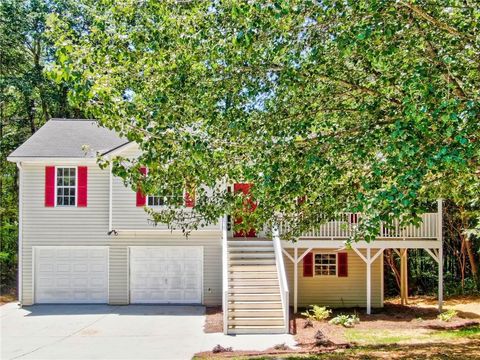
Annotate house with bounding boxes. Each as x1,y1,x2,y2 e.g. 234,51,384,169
8,118,444,334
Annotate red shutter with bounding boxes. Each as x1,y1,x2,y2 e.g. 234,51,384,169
185,190,195,207
303,252,314,277
45,166,55,207
136,167,147,206
338,252,348,277
77,166,88,207
233,183,257,237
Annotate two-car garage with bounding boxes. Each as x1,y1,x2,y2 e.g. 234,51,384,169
33,246,204,304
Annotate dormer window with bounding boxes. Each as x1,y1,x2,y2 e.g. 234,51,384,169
56,167,76,206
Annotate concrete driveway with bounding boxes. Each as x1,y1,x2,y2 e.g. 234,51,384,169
1,303,296,360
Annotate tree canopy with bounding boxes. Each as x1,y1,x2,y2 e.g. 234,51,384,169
48,0,480,240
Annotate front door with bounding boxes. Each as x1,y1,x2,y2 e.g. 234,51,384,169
233,183,257,237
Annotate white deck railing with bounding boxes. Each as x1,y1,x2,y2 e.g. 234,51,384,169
221,216,229,334
272,226,290,333
279,212,438,240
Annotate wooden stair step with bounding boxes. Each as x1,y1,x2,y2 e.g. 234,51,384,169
227,326,286,334
228,241,273,246
229,259,276,265
229,294,281,301
229,265,277,272
230,279,279,286
228,301,282,309
229,272,278,279
229,247,274,252
228,309,284,318
228,318,285,326
229,253,275,259
228,287,280,294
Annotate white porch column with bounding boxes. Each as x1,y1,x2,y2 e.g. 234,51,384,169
438,199,444,311
366,248,372,315
294,247,298,313
438,245,443,312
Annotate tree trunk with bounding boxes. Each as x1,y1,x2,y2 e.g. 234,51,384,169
385,249,401,293
26,98,36,135
465,239,479,289
459,207,479,289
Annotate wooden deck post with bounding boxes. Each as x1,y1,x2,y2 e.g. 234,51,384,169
294,247,298,313
400,249,408,305
366,248,371,315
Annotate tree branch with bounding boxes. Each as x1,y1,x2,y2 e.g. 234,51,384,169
398,1,475,41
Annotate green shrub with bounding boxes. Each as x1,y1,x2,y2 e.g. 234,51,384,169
329,314,360,328
437,309,458,322
301,305,332,322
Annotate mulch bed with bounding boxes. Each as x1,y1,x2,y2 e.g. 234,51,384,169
195,345,346,359
204,306,223,333
293,303,479,342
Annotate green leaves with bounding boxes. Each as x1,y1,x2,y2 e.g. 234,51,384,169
47,0,480,240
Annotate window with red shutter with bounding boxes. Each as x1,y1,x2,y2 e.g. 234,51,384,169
303,252,313,277
185,190,195,207
338,252,348,277
45,166,55,207
136,167,147,206
77,166,88,207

************

## [Exercise]
Transcribe the listing above in full and exactly; no pictures belong in the copy.

## [Answer box]
Annotate house with bounding boxes. Each as x1,y1,x2,y2 e.g. 234,51,384,169
8,118,444,334
Annotate red shutter with bounding boxes. Each as x1,y1,x2,y2 e.g. 234,51,384,169
185,190,195,207
303,252,314,277
45,166,55,207
136,167,147,206
338,252,348,277
77,166,88,207
233,183,257,237
Annotate two-car garage with bounding boxes. Each as x1,y1,x2,y2 e.g. 234,51,384,169
33,246,204,304
Annotate dormer window with bounding boxes. Each as x1,y1,x2,y2 e.g. 234,51,384,169
56,167,76,206
Annotate concrete driveway with bounding boxes. Each as x1,y1,x2,y2 e.g. 234,51,384,169
1,303,296,360
Annotate tree canopy with bounding boxes. Each as x1,y1,x2,y2 e.g. 234,51,384,169
48,0,480,240
Annotate front door with bounding boxes. Each as x1,y1,x2,y2 e.g. 234,51,384,169
233,183,257,237
Annotate white deck railing with bounding boxes. Each as x1,y1,x2,y2 e.g. 234,51,384,169
221,216,229,334
272,226,290,333
279,212,438,240
Annotate wooden stair step with bounding boxes. Each as x1,y1,x2,y2 e.g. 234,51,384,169
227,326,286,334
228,241,273,246
229,259,276,265
229,294,281,301
229,265,277,272
230,279,279,286
228,301,282,309
229,272,278,279
229,247,274,252
228,309,284,318
228,318,285,326
229,253,275,259
228,287,280,294
Annotate white porch column with bounding boxes. Each as x1,y1,x2,y2 e.g. 234,51,384,169
438,199,444,311
366,248,372,315
294,247,298,313
438,245,443,312
Annotate tree trunk with bounding boxes. Each as x1,y1,x2,y2 e.g. 234,51,384,169
385,249,401,293
26,98,36,135
465,239,479,289
459,207,479,289
Annotate wooden deck post with bounding boxes. Each as x1,y1,x2,y2 e.g. 234,51,384,169
294,247,298,313
400,249,408,305
366,248,371,315
Annotate tree branch with bounding boxes. Each as x1,y1,x2,y2 e.g. 234,51,384,169
398,1,475,41
Annotate green shrub with bounding boxes. Each as x1,y1,x2,y2 e.g. 234,51,384,169
329,314,360,328
437,309,458,322
301,305,332,322
Annotate mulch bed with bounding boxes. Each as x1,y1,x2,y2 e.g. 234,51,384,169
195,345,346,359
204,306,223,333
293,303,479,342
Annotate green leaves with bounding boxes. Each as x1,y1,x2,y2 e.g. 234,51,384,169
47,0,480,240
Annotate window with red shutter with bounding boxes. Each as x1,y1,x2,y2 e.g. 234,51,384,169
303,252,313,277
185,190,195,207
338,252,348,277
45,166,55,207
136,167,147,206
77,166,88,207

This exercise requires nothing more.